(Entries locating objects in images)
>> begin

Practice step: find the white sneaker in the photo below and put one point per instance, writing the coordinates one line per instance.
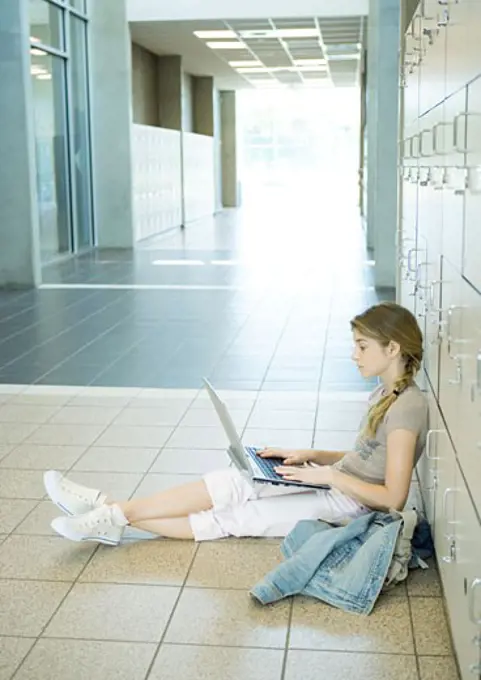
(72, 498)
(102, 525)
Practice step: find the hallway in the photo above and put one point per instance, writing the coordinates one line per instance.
(255, 299)
(116, 344)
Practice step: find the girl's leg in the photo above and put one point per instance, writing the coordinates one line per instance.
(177, 527)
(177, 502)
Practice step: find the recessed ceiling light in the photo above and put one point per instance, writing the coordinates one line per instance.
(309, 62)
(256, 69)
(213, 35)
(281, 33)
(297, 33)
(219, 45)
(344, 57)
(241, 64)
(321, 67)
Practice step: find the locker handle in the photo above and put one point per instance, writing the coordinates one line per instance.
(447, 492)
(478, 370)
(472, 593)
(428, 444)
(435, 136)
(421, 138)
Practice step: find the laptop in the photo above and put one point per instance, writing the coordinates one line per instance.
(245, 458)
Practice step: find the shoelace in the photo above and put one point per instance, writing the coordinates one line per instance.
(73, 492)
(94, 521)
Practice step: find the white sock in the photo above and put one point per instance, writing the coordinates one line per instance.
(100, 500)
(118, 516)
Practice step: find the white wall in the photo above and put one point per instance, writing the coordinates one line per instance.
(157, 185)
(199, 176)
(189, 10)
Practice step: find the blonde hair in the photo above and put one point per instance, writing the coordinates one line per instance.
(389, 322)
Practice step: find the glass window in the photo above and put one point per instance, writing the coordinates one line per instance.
(48, 86)
(77, 4)
(81, 134)
(45, 23)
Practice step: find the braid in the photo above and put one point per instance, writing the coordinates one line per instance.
(380, 408)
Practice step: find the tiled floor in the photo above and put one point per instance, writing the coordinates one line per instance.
(267, 308)
(167, 610)
(100, 373)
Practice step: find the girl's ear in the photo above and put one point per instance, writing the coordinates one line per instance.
(394, 349)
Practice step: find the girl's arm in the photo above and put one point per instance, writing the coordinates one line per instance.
(401, 447)
(323, 457)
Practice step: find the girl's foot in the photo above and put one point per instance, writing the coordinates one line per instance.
(73, 499)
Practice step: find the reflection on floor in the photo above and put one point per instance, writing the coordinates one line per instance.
(261, 301)
(100, 373)
(167, 610)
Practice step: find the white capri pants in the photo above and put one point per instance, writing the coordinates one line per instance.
(245, 508)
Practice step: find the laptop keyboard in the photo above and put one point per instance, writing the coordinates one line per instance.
(267, 465)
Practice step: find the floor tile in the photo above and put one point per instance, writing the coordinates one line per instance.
(227, 617)
(153, 417)
(334, 440)
(38, 521)
(154, 483)
(329, 419)
(306, 665)
(18, 413)
(116, 459)
(128, 612)
(424, 582)
(190, 461)
(66, 435)
(437, 668)
(42, 457)
(21, 484)
(198, 438)
(12, 652)
(117, 485)
(27, 606)
(156, 562)
(433, 641)
(282, 420)
(43, 558)
(216, 663)
(87, 659)
(16, 433)
(297, 439)
(237, 564)
(14, 511)
(197, 417)
(142, 437)
(86, 415)
(386, 630)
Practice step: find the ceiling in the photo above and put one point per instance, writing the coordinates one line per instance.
(284, 52)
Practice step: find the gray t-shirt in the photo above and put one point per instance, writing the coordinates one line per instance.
(368, 459)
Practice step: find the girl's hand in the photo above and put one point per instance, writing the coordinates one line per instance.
(291, 457)
(310, 475)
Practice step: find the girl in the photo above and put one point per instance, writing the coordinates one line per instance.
(376, 475)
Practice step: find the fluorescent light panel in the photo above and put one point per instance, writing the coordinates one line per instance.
(220, 45)
(245, 64)
(214, 35)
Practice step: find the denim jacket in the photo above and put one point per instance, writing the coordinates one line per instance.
(345, 566)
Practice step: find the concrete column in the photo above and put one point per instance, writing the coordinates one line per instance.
(203, 105)
(384, 38)
(230, 182)
(170, 92)
(110, 82)
(19, 228)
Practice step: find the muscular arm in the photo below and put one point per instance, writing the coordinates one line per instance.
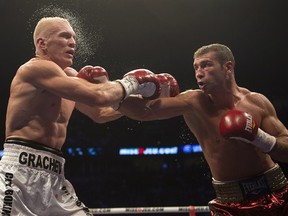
(272, 125)
(99, 114)
(48, 76)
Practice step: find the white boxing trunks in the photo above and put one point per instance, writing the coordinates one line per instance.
(32, 182)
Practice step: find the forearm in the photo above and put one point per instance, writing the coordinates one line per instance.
(137, 108)
(280, 150)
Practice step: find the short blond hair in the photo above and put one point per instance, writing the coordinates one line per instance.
(41, 29)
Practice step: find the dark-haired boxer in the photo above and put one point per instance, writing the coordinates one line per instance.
(238, 145)
(43, 94)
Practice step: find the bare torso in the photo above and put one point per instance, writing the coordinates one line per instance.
(36, 114)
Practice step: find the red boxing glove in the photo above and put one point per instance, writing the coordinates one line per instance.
(92, 74)
(236, 124)
(141, 81)
(168, 84)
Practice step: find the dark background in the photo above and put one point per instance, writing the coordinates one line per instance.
(161, 35)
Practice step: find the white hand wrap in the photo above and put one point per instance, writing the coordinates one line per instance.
(264, 141)
(130, 85)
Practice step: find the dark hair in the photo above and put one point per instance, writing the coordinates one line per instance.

>> end

*EXERCISE INSTRUCTIONS*: Repeat all of the records above word for word, leaving out the pictures.

*THE ANSWER*:
Practice step: find the white sneaker in the photo below and put one point per instance, writing the coordinates one line per instance.
(72, 498)
(102, 525)
Practice step: find the hallway in the photo above and put one point per instance, writing the coordinates one line per instance.
(255, 299)
(116, 344)
Practice step: find the girl's leg in the photo above and put one point per instance, writing the coordinates one line per instance.
(177, 527)
(177, 502)
Practice step: find the recessed ceiling light in the photo above and put one point per instance, writing the coordinates one line per instance.
(309, 62)
(256, 69)
(213, 35)
(281, 33)
(297, 33)
(219, 45)
(344, 57)
(241, 64)
(321, 67)
Practice step: find the locker handle in the photo above and put one point per instance, writing the coordinates one line per instance.
(447, 492)
(478, 370)
(472, 593)
(428, 444)
(435, 136)
(421, 138)
Practice step: find the laptop in the photo above and put one point per instance, writing the coordinates one line per instance.
(245, 458)
Practice step: find the shoelace in the photo above and put one point per instance, writing the coordinates one line per instance.
(73, 492)
(94, 521)
Practice step: find the white sock in the photo above and put one point per instance, writing the coordinates one line per instance.
(100, 500)
(118, 516)
Practice step: find the white wall in the photo above and put one point per instance, writing the coordinates one line per instance.
(157, 185)
(199, 176)
(189, 10)
Practice step: find the blonde hair in the photo above and put one point per instance, writing the coordinates one line per instance.
(389, 322)
Practice step: find the glass window in the photo above and put one point per instance, writing the coordinates one line per instance.
(48, 86)
(77, 4)
(81, 134)
(45, 23)
Practice step: find the braid in the photo above and put one point per instance, writing the coordinates one line per instance.
(380, 408)
Practice step: find the tiled floor in the photo above and put one point per instance, writing the coordinates one line per instance.
(267, 308)
(167, 610)
(100, 373)
Practice step: find the girl's ear in the photo above and put one point per instance, writing the coordinates one line per instance.
(394, 349)
Practice step: find the girl's arm in the photo above and put one point per instance, writing the coordinates one line per instance.
(401, 447)
(323, 457)
Practice step: find the girl's foot in the photo above and put one point per instance, writing the coordinates one line per instance.
(73, 499)
Practice step: find the reflection on floor in the photo above and put one point per instance, writing the coordinates one line per instance.
(261, 301)
(100, 373)
(167, 610)
Practice step: find the white capri pants in the photo above and put one point per instance, writing the coordinates one line per instance.
(245, 508)
Practice step: find the laptop keyboard in the photo above and put one point per instance, writing the coordinates one line per instance.
(267, 465)
Practice step: find the floor tile in the photo above and put one point per instance, writing the coordinates one line per instance.
(227, 617)
(153, 417)
(334, 440)
(38, 521)
(154, 483)
(329, 419)
(306, 665)
(18, 413)
(116, 459)
(128, 612)
(424, 582)
(190, 461)
(66, 435)
(437, 668)
(42, 457)
(21, 484)
(198, 438)
(12, 652)
(117, 485)
(27, 606)
(156, 562)
(433, 641)
(282, 420)
(43, 558)
(216, 663)
(87, 659)
(16, 433)
(297, 439)
(237, 564)
(14, 511)
(197, 417)
(142, 437)
(86, 415)
(386, 630)
Practice step: find the ceiling in the photo above and put one point per instance, writing the coordinates one line per instance.
(284, 52)
Practice step: find the gray t-shirt in the photo above and put one point per instance, writing the coordinates one line per instance.
(368, 459)
Practice step: find the girl's hand in the photo above and put one point per instance, writing the coordinates one line per instance.
(291, 457)
(310, 475)
Practice step: find the girl in the photo above and put one point per instance, writing the coordinates one line per instance.
(376, 475)
Practice step: find the fluorescent light panel in the photo above and put one point per instance, writing the coordinates one line per instance.
(220, 45)
(245, 64)
(214, 35)
Practice step: find the denim jacket in the photo above and put one point per instance, writing the coordinates one line per instance.
(345, 566)
Practice step: find the concrete column in the photo above and put one point per instance, writing the coordinates one line per instance.
(203, 105)
(384, 38)
(230, 182)
(170, 92)
(110, 82)
(19, 228)
Practice step: find the muscular arm in the photo below and put one point per instance, writing the coordinates one line per instance.
(272, 125)
(99, 114)
(48, 76)
Practice step: find the white boxing trunks in the photo above and put one point per instance, writing the coordinates one line per instance.
(32, 182)
Practice step: find the forearm in the photo above and put one point per instance, writing the coordinates one line per instance.
(137, 108)
(280, 150)
Practice step: find the short blond hair in the photo above and put one point per instance, writing the coordinates one line per instance.
(41, 29)
Practice step: find the dark-haired boxer in the photo above and put one point per instance, writing the coordinates one line per instance.
(238, 145)
(43, 94)
Practice step: find the bare torso in the photo above and put one point per instance, writing the coordinates one line per instance.
(36, 114)
Practice step: find the red boxing glove in the photo above and put one point per instance, writing the coordinates one line per instance.
(92, 74)
(236, 124)
(141, 81)
(168, 84)
Practice step: find the dark background in the photo above and put one point per instance, writing the coordinates one line per instance.
(161, 35)
Practice step: find the white hand wrap in the photo above and put one point per instance, writing the coordinates one line per instance.
(264, 141)
(130, 85)
Practice step: find the dark hair in the photo above and put one point per instance, writing the coordinates one line per instance.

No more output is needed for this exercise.